* _Exercise brief_: Each record below must be returned exactly, with no line left out.

# # # # # # #

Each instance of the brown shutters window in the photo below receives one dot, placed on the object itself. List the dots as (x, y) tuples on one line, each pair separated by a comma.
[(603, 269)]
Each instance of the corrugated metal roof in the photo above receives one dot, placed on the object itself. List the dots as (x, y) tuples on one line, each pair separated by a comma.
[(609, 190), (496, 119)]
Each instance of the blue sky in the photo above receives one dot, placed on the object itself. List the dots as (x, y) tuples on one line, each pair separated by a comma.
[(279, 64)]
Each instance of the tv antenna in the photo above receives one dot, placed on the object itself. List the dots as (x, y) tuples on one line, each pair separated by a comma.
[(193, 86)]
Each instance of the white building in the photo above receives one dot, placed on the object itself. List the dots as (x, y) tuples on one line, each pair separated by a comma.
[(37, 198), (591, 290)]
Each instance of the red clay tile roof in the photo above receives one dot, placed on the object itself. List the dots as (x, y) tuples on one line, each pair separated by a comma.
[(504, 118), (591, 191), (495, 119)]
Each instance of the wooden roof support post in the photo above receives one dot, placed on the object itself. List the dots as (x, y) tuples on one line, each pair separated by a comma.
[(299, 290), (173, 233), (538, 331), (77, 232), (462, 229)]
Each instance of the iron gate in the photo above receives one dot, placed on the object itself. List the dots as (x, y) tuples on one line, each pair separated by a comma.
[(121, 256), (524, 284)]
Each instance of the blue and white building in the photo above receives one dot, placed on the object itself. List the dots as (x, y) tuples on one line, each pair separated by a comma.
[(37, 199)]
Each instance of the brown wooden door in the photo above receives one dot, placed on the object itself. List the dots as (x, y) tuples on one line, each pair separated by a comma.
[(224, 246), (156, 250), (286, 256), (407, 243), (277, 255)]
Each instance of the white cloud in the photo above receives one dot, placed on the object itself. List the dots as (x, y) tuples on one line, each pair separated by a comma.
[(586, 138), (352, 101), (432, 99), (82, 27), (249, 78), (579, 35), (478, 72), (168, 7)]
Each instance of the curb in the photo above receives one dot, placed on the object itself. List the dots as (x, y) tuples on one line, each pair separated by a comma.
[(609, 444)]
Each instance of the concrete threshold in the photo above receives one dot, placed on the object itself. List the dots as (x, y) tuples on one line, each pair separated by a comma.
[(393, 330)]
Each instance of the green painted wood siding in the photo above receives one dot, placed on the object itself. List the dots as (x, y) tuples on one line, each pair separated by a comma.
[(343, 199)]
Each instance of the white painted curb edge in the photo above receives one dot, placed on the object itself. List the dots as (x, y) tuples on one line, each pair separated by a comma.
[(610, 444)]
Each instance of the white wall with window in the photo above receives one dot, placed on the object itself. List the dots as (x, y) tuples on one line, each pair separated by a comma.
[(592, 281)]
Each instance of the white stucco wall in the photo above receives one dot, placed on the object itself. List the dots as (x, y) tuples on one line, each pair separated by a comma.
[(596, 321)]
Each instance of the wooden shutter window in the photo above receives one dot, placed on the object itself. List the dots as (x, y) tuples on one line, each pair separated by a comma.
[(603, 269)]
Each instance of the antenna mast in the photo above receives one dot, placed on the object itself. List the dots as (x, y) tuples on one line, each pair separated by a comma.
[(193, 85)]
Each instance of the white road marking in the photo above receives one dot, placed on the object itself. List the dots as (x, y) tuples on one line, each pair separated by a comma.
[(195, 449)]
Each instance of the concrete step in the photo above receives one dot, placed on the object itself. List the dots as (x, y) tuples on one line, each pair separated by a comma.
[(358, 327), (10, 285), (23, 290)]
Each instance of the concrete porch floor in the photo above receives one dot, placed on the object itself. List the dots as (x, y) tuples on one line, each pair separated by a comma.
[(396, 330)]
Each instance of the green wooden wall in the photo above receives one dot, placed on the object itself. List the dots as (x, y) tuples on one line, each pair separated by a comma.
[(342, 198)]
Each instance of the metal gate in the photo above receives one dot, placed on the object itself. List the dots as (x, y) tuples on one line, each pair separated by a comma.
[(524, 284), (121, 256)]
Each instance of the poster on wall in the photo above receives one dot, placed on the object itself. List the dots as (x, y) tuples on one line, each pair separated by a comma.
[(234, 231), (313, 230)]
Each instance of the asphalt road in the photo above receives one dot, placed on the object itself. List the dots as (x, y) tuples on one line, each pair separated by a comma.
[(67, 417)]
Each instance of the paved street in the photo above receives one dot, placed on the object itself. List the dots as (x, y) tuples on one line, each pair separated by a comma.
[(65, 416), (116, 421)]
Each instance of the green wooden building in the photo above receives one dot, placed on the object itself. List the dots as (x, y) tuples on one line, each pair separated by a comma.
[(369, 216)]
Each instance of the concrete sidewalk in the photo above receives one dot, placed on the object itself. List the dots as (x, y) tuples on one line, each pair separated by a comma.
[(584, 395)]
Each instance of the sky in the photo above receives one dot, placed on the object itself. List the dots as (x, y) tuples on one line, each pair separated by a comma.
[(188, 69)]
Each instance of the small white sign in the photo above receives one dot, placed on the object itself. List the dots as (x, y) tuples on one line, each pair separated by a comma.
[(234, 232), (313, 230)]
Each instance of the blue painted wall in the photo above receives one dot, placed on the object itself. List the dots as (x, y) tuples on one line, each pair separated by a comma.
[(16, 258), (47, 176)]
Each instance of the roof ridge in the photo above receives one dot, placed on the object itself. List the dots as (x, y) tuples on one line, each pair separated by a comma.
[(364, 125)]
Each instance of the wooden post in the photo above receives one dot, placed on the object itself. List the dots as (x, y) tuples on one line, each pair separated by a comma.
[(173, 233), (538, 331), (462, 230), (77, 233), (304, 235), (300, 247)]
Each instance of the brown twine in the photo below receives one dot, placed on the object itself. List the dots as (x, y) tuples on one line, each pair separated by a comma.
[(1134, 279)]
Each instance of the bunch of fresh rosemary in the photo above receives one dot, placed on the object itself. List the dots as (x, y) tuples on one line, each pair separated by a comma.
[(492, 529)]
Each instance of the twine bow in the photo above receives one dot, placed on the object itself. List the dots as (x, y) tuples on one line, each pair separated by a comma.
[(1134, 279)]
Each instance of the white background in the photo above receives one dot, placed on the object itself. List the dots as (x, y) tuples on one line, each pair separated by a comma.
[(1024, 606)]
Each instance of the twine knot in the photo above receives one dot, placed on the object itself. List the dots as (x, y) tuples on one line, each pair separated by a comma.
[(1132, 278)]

# # # # # # #

* _Answer section_:
Each instance of the brown shutters window in the photo below receives one dot, placed on the object itself. List the dots as (x, y) tuples on one line, each pair separated by a comma.
[(603, 269)]
Each instance of the corrugated metal roof in the photo above receives one dot, placed on the object itself. List the dots as (x, y) tuples on one line, each pair separated by a comma.
[(609, 190), (496, 119)]
Each instance of the blue sky in the photo above receives one dot, placed on the object itself. List the dots as (x, y) tuples on one line, each pair separated by a comma.
[(279, 64)]
Each instance of the tv antenna in the photo above receives one dot, placed on the object itself. List the dots as (x, y) tuples on one line, each pair separated by a comma.
[(193, 86)]
Each instance of the white building in the photo above receives one dot, placed on the object itself. List the dots as (x, y) tuples on one line, each pair separated by a comma.
[(37, 198), (591, 290)]
Each instance of the red clay tile roof in the photo above receives one dot, placed on the object itself. List the dots as (x, y) tuples on one line, each pair separated by a comma.
[(504, 118), (591, 191), (495, 119)]
Each instance of the wooden roof support post in the photo above receives one dot, placed on the object itself. List the dots as (x, y) tuples on one line, each pair separated by a comma.
[(299, 290), (173, 233), (538, 331), (77, 232), (462, 229)]
Each instance of the iron gate in the photo above receives one dot, placed on the object itself. List the dots as (x, y) tuples on one line, each pair separated by a comma.
[(121, 256), (524, 284)]
Each instance of the blue and white building in the photo above receives one dot, placed on the object itself. List the dots as (x, y) tuples on one line, each pair separated by a comma.
[(37, 199)]
Each instance of the brown wooden door in the photo above receives one dot, placed on the object itself. List the dots as (x, y) tuples on one line, each pair separated by a comma.
[(224, 246), (156, 250), (286, 256), (407, 243), (277, 255)]
Each instance of the white cloud in the photo above receives one dot, placed on the object itself. List the dots as (x, y) tuples on one line, each pair separated by a comma.
[(586, 138), (352, 101), (432, 99), (82, 27), (249, 78), (579, 35), (478, 72), (168, 7)]
Each instance of the curb in the photo above receives one dot, placed on the object itself. List the dots as (x, y) tuples on one line, each pair separated by a comma.
[(609, 444)]
Each instance of the concrete threshold in the photo above receives one dot, placed on the object itself. List the dots as (x, y) tuples on one line, each pair separated by a comma.
[(393, 330)]
Each instance of the green painted wood siding in the photo above receives one dot, placed on the object itself. List the dots as (x, y) tuples on one line, each pair separated by a comma.
[(343, 199)]
Each instance of the white painted curb edge in the photo above receives one dot, placed on the object itself. List the dots as (x, y) tuples on one line, each pair separated by a comma.
[(610, 444)]
Each instance of the white wall with window in the photo above receives one dot, placed on the object itself. List the dots as (x, y) tuples on one line, each pair separated by a comma.
[(592, 281)]
Each instance of the white stucco wall in the photo above receives one dot, placed on the object itself. List the dots as (x, y) tuples on one line, each pair separated by a comma.
[(596, 321)]
Each instance of the wooden shutter window in the photo above receives one dot, placed on the object itself. List the dots as (x, y) tuples on one line, each pair separated by a comma.
[(603, 269)]
Each instance of the antenna mast in the photo above receives one dot, placed on the object itself. List the dots as (x, y) tuples on one line, each pair separated by a comma.
[(193, 85)]
Each instance of the white road marking in the photo above receives one dot, placed on the object itself. List the dots as (x, y) tuples on one line, each pair separated by a comma.
[(195, 449)]
Each instance of the concrete step in the photo above receives one dot, placed on the object itself. List the dots as (x, y) tuples on one line, each pair separated by a comma.
[(358, 327), (10, 285), (23, 290)]
Each instance of the concrete porch floor in the photo above receives one dot, placed on the object itself. List the dots as (x, y) tuples on one line, each pair separated by a comma.
[(396, 330)]
Each instance of the green wooden wall in the photo above receives one dot, placed on the object itself. List the dots as (x, y) tuples on one line, each pair separated by a comma.
[(342, 198)]
Each instance of the metal gate in the photo above receives one dot, placed on the object itself. List the dots as (x, y) tuples on one line, each pair separated by a comma.
[(524, 284), (121, 256)]
Each instance of the poster on wall in the photo above receives one dot, placed on the object itself. List the dots as (x, y) tuples on one line, each pair separated by a comma.
[(234, 231), (313, 230)]
Each instance of the asphalt road in the photo above receives one dot, placed on the object itself. List the dots as (x, y) tuples on one line, each pair separated by a comma.
[(67, 417)]
Each instance of the paved street in the photo above receives one dot, placed on the object itself. List the dots as (x, y) tuples on one line, each pair separated by a comma.
[(65, 416), (116, 421)]
Each instance of the green wooden building in the photo above receives one dot, placed on the object itself. List the dots as (x, y) tuples on one line, each pair separated by a comma.
[(369, 216)]
Each instance of the concrete sidewalk in the photo above receives one dot, placed on the object itself. List the dots as (x, y) tuples on one line, each pair separated by a comma.
[(584, 395)]
Each instance of the sky in the photo above receives one dot, placed on the object itself. List the dots as (x, y) tuples on one line, each pair separated by a comma.
[(188, 69)]
Each instance of the small white sign in the photo above receives one dot, placed on the object itself. List the dots as (x, y) tuples on one line, each pair separated by a comma.
[(234, 232), (313, 230)]
Each instance of the blue painted wall in the photo above receives one dot, placed on the object itself. List the dots as (x, y) tuples on one line, each pair separated by a comma.
[(16, 258), (47, 176)]
Each instance of the roof ridge in the photo above receives one dot, placed on the object itself. List the dots as (x, y) tuples on one line, each pair separated by a comma.
[(364, 125)]
Each instance of the wooden post in the photo above receives one dot, placed on the object itself. List the dots as (x, y) tuples on one line, each pair separated by a comma.
[(173, 233), (538, 331), (462, 230), (77, 233), (304, 235), (300, 247)]
Each instance of the brown twine in the photo below receives one dot, placed on the object itself. List the dots as (x, y) tuples on one line, each pair separated by a comma.
[(1134, 279)]
Each instance of the bunch of fresh rosemary in the photo above receives one dot, placed on the object itself. List the dots as (x, y) tuples on one line, each pair separated by a comma.
[(492, 529)]
Each instance of the twine bow in the photo above receives one dot, placed on the object itself. List the dots as (x, y) tuples on one line, each pair separated by a comma.
[(1134, 279)]
Each instance of the white background in the photo above receives one dot, placed on the object itself. List the dots as (x, y) tuples on one line, each pair separated by a comma.
[(1024, 606)]
Each instance of the twine knot in the photo above receives one dot, placed on the object itself. List the dots as (x, y) tuples on one line, each pair separated by a comma.
[(1132, 278)]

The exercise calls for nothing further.